▶ [Gösterilen Metin]:
============================================================
اِذْهَبَٓا اِلٰى فِرْعَوْنَ اِنَّهُ طَغٰىۚ
اِذْهَبَٓا اِلٰى فِرْعَوْنَ
Fiil cümlesidir. اِذْهَبَٓا fetha üzere mebni mazi fiildir. Zamir olan tesniye elifi fail olarak mahallen merfûdur.
اِلٰى فِرْعَوْنَ car mecruru اِذْهَبَٓا fiiline müteallıktır. فِرْعَوْنَ kelimesi gayri munsarif olduğu için esre almamıştır. Cer alameti fethadır. Çünkü kendisinde hem alemlik (özel isim olma vasfı) ve hem de ucmelik vasfı (yani Arapça olmama vasfı) bulunmaktadır.
İsimler îrab harekelerinin hepsini alıp almama bakımından ikiye ayrılır:
1. Munsarif isimler: Tenvini ve îrab harekelerinin hepsini gerektiği durumlarda alabilen isimlerdir. Yani ref halinde damme, nasb halinde fetha, cer halinde kesrayı alırlar.
2. Gayri munsarif isimler: Kesra (esre) ve tenvini alamayan isimlerdir.
============================================================
[Bir veri kaynağından alınan satırlar]
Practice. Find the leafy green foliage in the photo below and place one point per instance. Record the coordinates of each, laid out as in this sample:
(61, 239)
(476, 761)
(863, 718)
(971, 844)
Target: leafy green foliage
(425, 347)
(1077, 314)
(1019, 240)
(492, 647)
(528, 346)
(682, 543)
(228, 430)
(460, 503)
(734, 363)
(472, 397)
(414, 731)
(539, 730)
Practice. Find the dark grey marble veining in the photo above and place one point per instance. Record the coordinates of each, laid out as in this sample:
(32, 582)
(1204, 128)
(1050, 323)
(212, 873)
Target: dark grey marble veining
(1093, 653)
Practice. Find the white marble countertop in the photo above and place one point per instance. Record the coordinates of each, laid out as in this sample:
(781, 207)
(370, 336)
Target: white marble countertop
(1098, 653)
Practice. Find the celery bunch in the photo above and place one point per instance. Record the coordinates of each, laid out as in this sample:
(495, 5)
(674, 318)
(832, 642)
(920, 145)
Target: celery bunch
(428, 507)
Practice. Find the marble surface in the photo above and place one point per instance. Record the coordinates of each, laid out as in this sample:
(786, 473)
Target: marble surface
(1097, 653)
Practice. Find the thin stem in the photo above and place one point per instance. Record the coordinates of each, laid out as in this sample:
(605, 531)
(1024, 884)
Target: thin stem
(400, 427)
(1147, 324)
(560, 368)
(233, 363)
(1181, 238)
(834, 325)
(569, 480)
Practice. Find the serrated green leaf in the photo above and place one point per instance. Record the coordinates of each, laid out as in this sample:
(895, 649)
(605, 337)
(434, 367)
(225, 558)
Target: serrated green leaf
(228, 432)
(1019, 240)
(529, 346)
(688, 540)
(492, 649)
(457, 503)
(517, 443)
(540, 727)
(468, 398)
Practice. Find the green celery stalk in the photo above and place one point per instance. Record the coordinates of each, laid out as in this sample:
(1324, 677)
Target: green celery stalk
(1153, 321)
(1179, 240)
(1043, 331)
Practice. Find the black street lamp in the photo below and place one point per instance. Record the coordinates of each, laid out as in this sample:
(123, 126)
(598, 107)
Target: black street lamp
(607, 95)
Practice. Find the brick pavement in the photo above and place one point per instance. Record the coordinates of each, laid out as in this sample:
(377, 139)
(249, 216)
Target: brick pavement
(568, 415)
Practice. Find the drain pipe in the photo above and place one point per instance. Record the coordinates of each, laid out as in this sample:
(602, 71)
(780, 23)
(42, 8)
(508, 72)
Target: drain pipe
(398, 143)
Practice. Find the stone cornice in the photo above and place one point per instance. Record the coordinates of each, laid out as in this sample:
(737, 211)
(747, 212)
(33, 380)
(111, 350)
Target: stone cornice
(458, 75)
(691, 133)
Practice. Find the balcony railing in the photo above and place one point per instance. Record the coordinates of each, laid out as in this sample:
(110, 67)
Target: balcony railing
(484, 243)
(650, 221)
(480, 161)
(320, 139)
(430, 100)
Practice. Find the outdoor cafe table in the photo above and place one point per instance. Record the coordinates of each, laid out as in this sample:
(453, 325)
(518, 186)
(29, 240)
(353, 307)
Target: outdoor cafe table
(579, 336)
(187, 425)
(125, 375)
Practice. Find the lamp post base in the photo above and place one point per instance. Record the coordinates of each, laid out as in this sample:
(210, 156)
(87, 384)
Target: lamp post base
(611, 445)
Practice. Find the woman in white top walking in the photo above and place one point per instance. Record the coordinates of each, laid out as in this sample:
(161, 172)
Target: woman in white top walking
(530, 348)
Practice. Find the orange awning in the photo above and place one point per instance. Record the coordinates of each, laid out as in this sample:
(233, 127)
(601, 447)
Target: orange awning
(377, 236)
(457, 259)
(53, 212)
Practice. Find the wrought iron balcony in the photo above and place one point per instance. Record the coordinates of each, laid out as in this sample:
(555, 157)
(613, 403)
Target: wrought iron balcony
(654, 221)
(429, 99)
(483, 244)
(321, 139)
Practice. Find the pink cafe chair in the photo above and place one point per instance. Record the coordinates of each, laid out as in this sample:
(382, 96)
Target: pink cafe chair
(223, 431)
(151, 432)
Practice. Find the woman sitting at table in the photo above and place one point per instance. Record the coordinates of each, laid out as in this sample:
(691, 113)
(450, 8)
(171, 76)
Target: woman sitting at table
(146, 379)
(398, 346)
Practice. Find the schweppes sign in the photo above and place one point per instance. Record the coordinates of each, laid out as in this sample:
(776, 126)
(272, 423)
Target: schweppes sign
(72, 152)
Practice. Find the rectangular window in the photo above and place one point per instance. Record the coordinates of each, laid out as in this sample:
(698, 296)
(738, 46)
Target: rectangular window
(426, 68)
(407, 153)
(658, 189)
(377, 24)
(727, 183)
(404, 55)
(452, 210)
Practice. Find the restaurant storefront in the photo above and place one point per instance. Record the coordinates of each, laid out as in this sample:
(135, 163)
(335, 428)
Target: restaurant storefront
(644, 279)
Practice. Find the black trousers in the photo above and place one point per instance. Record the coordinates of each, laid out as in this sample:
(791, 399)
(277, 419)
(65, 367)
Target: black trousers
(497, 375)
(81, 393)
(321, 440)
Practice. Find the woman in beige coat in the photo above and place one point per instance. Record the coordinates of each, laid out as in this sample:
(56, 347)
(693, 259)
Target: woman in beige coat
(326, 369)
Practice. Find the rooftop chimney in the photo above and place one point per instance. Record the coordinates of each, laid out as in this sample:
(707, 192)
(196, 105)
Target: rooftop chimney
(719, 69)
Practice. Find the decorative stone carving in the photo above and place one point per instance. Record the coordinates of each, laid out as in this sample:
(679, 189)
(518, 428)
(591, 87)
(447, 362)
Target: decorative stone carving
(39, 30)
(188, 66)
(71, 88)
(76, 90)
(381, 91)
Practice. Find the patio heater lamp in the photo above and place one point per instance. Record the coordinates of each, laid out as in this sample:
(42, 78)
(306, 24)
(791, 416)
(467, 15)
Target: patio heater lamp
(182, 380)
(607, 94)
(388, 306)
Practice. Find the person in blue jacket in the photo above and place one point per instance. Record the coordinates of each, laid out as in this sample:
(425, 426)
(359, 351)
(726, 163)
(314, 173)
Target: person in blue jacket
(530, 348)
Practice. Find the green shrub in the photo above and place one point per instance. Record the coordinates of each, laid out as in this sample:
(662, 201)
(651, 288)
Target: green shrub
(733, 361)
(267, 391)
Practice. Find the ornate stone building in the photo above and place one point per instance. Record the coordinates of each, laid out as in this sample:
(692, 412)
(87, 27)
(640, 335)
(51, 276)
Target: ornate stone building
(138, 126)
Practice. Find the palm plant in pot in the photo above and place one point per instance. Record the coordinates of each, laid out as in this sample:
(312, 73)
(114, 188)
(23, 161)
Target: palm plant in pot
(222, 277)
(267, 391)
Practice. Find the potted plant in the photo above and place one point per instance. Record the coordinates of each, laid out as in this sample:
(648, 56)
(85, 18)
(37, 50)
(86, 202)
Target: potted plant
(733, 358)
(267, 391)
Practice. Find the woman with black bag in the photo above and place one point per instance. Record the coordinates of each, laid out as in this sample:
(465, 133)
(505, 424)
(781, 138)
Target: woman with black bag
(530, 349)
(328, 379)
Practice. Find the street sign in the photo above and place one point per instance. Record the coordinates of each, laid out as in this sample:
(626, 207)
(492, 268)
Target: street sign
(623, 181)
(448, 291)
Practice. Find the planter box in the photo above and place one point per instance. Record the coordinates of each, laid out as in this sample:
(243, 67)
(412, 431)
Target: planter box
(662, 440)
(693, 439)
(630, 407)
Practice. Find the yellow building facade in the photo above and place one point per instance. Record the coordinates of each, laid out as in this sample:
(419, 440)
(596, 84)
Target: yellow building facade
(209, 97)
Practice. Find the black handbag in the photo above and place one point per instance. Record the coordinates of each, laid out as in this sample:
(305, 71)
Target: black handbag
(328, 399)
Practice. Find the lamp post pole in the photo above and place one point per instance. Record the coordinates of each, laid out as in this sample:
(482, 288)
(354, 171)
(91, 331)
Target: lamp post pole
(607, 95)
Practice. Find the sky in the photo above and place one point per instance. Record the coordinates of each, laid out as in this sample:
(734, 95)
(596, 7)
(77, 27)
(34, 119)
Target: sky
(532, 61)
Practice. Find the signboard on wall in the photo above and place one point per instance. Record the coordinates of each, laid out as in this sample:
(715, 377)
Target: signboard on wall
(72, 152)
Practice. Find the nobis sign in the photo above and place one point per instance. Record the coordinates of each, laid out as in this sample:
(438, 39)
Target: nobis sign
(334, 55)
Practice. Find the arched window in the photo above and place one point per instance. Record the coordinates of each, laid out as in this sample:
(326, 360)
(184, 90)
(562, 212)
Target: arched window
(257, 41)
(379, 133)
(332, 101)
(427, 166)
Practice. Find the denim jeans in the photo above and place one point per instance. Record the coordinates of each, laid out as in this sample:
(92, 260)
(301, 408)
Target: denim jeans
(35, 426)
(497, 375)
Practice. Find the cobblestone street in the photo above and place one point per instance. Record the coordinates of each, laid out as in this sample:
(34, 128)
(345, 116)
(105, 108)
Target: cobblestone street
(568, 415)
============================================================
▶ [Yapılacak İşler]:
- A) Gösterilen metne göre فِرْعَوْنَ kelimesinin cer halinde esre yerine fetha almasının nedenini bir ila üç cümleyle açıklayınız.
- B) Gösterilen metinde "İsimler îrab harekelerinin" ifadesinden "halinde kesrayı alırlar." ifadesine kadar uzanan bölümü harfi harfine aktarınız.

▶ [Nihai Cevaplar]:
- A) فِرْعَوْنَ kelimesi gayri munsarif bir isim olduğu için esre almaz ve cer alameti fethadır. Kelimenin gayri munsarif olmasının nedeni, hem alemlik (özel isim olma) hem de ucmelik (Arapça olmama) vasfını taşımasıdır.

- B)
İsimler îrab harekelerinin hepsini alıp almama bakımından ikiye ayrılır:
1. Munsarif isimler: Tenvini ve îrab harekelerinin hepsini gerektiği durumlarda alabilen isimlerdir. Yani ref halinde damme, nasb halinde fetha, cer halinde kesrayı alırlar.